**EXERCISE BRIEF**:
Send back the entries below exactly as they appear.

**Point-per-instance localization data**:
# # #
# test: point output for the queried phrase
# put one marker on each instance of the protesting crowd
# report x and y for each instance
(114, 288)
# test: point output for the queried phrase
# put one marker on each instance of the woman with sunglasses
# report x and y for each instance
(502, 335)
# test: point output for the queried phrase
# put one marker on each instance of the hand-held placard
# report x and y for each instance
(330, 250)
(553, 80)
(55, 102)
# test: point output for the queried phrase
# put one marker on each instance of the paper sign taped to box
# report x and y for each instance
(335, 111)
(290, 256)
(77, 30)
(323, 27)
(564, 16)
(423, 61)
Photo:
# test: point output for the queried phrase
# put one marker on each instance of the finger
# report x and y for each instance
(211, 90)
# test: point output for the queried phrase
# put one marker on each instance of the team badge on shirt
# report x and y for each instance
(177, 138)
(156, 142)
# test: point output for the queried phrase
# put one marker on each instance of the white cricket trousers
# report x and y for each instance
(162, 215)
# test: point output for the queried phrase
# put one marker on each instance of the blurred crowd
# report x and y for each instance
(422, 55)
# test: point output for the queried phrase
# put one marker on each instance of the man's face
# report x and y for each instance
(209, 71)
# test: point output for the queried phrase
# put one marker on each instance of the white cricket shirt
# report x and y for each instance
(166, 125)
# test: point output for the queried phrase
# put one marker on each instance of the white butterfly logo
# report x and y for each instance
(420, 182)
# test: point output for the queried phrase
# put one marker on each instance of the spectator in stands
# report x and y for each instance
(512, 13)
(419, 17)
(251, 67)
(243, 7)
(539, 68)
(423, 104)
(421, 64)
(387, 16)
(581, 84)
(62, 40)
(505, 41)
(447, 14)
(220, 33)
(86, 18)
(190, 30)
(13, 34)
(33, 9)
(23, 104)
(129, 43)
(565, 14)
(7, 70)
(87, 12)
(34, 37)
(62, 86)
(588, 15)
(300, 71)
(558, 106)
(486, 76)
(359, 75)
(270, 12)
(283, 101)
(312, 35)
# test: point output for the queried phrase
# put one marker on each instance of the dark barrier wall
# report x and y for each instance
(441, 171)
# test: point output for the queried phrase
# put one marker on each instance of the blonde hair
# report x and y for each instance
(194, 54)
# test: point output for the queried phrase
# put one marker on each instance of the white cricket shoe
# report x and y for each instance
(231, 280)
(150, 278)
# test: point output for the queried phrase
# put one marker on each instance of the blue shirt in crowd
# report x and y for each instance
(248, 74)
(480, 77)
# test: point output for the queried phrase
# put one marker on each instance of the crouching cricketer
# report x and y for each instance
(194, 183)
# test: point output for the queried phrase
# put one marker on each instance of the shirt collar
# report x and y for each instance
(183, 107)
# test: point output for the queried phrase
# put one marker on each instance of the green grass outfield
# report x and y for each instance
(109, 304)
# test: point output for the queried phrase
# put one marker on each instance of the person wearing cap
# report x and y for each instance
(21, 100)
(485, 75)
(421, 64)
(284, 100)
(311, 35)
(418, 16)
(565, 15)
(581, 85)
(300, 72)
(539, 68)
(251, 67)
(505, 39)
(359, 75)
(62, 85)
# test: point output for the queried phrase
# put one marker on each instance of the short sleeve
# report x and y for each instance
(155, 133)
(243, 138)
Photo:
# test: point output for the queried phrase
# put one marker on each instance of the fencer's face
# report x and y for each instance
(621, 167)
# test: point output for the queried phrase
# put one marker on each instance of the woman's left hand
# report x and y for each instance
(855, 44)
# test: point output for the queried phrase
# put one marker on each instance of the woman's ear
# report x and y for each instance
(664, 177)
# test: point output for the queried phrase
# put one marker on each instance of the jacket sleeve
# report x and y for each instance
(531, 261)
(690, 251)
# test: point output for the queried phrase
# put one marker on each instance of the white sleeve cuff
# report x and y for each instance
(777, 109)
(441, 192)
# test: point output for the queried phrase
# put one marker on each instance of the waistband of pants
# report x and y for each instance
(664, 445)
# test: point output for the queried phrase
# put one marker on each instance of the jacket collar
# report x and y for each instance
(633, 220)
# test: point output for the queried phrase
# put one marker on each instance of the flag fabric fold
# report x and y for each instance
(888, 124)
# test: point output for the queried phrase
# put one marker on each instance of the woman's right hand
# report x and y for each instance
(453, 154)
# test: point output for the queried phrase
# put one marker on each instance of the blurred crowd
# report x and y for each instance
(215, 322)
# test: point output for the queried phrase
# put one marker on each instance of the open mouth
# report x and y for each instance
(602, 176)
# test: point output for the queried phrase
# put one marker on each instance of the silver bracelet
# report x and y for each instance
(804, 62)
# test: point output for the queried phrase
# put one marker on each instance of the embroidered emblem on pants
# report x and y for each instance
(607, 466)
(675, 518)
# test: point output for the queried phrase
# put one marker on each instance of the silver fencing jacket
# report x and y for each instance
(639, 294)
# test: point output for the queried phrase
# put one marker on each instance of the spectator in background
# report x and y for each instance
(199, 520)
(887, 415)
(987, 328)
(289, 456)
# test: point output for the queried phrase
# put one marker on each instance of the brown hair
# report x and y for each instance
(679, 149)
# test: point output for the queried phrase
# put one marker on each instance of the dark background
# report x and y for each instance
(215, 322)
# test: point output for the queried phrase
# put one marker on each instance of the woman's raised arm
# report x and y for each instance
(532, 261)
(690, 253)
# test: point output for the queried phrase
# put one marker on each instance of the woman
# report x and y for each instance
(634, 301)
# # #
**EXERCISE OUTPUT**:
# test: point output for the queried phrase
# put one marker on each instance of the protesting crowd
# report x and y for each instance
(114, 288)
# test: point output for the queried phrase
# put one marker on each instance of the woman with sunglasses
# report x and y for each instance
(502, 335)
# test: point output for the queried phrase
# put one marker on each instance of the hand-held placard
# report x and y for each instance
(330, 250)
(553, 80)
(55, 102)
# test: point output for the queried phrase
# put one marker on each instance of the paper sign taped to box
# report x and y for each instance
(335, 111)
(290, 256)
(77, 30)
(323, 27)
(564, 16)
(423, 61)
Photo:
# test: point output for the queried phrase
# put one marker on each instance of the finger
# report x and y for each instance
(211, 90)
# test: point output for the queried phrase
# put one marker on each instance of the team badge on shirt
# report x and y for each instance
(177, 138)
(156, 142)
# test: point output for the queried phrase
# put one marker on each instance of the white cricket trousers
# report x and y for each instance
(162, 215)
# test: point output for the queried phrase
# put one marker on each instance of the blurred crowd
# report x and y for each instance
(422, 55)
# test: point output for the queried phrase
# put one marker on each instance of the man's face
# report x and y for each instance
(209, 71)
# test: point output for the queried phrase
# put one marker on each instance of the white cricket shirt
# report x and y for each instance
(166, 125)
# test: point output for the queried phrase
# put one marker on each instance of the white butterfly logo
# report x and y for each instance
(420, 182)
# test: point output for the queried phrase
# put one marker on each instance of the spectator in stands
# report x and y for each instance
(512, 13)
(419, 17)
(251, 67)
(243, 7)
(539, 68)
(423, 104)
(421, 64)
(387, 16)
(581, 84)
(62, 40)
(505, 41)
(447, 14)
(220, 33)
(86, 18)
(190, 30)
(13, 34)
(33, 9)
(23, 104)
(129, 43)
(565, 14)
(7, 70)
(87, 12)
(34, 37)
(62, 86)
(588, 15)
(300, 71)
(558, 106)
(486, 76)
(359, 75)
(270, 12)
(283, 101)
(312, 35)
# test: point output for the queried phrase
# put one marker on each instance of the dark barrier wall
# report x and y for each instance
(441, 171)
# test: point output for the queried phrase
# put one marker on each instance of the blonde hair
# report x and y for each instance
(194, 54)
# test: point output for the queried phrase
# put one marker on each instance of the white cricket shoe
# report x and y for each instance
(231, 280)
(150, 278)
# test: point output for the queried phrase
# put one marker on each instance of the blue shirt in crowd
# report x and y for each instance
(248, 74)
(480, 77)
# test: point output for the queried phrase
# put one marker on each instance of the crouching cricketer
# report x and y for each instance
(194, 183)
# test: point output for the queried phrase
# put one marker on each instance of the shirt collar
# report x and y for each instance
(183, 107)
# test: point output for the queried phrase
# put one marker on each instance of the green grass outfield
# report x and y for each instance
(109, 304)
# test: point output for the queried phrase
# put one marker on each instance of the person wearing cap
# report x and y for each instance
(21, 100)
(485, 75)
(421, 64)
(284, 100)
(311, 35)
(418, 16)
(565, 15)
(581, 85)
(300, 72)
(539, 68)
(251, 67)
(505, 39)
(359, 75)
(62, 85)
# test: point output for the queried phrase
# put one marker on each instance of the short sleeve
# report x and y for each instance
(155, 133)
(243, 138)
Photo:
# test: point output for the queried phrase
# put one marker on each instance of the fencer's face
# report x and y for each instance
(621, 167)
# test: point output for the queried phrase
# put one marker on each instance of the woman's left hand
# report x and y for each instance
(855, 44)
# test: point output for the queried phrase
# put one marker on each instance of the woman's ear
# report x and y for each instance
(664, 177)
# test: point output for the queried phrase
# put one marker on each instance of the jacket sleeve
# report x and y for each instance
(531, 261)
(690, 251)
# test: point output for the queried phrase
# put one marker on each instance of the white sleeve cuff
# report x and y for each instance
(777, 109)
(441, 192)
# test: point output for the queried phrase
# put one marker on each instance of the waistband of pants
# report x and y for each instance
(664, 445)
# test: point output for the queried phrase
# put one marker on each instance of the jacket collar
# report x and y for each instance
(633, 220)
# test: point output for the queried phrase
# put one marker on each instance of the flag fabric fold
# report x and y for each instance
(888, 124)
# test: point output for the queried phrase
# put one marker on each instance of the woman's right hand
# report x and y for each instance
(453, 154)
# test: point output for the queried phrase
# put one marker on each instance of the blurred crowd
# report x and y for each instance
(215, 322)
# test: point output for the queried phrase
# put one marker on each instance of the open mouth
# report x and y for each instance
(602, 176)
# test: point output for the queried phrase
# put one marker on each instance of the silver bracelet
# report x and y for each instance
(804, 62)
# test: point output for the queried phrase
# put one marker on each instance of the embroidered emblem on pants
# report x and y for each instance
(607, 466)
(675, 518)
# test: point output for the queried phrase
# put one marker on each instance of the silver fencing jacket
# report x and y for each instance
(639, 294)
# test: point output for the queried phrase
# put one marker on each instance of the spectator in background
# report x and y for each instance
(199, 520)
(887, 415)
(987, 328)
(289, 456)
# test: point output for the queried phrase
# put one marker on each instance of the brown hair
# report x and y for each instance
(679, 149)
# test: point output for the queried phrase
# put one marker on each instance of the dark background
# report x and y for each instance
(215, 322)
# test: point output for the queried phrase
# put one marker on each instance of the woman's raised arm
# report x and y for each instance
(532, 261)
(690, 253)
# test: point output for the queried phrase
# put one marker on each instance of the woman
# report x and y for each instance
(634, 301)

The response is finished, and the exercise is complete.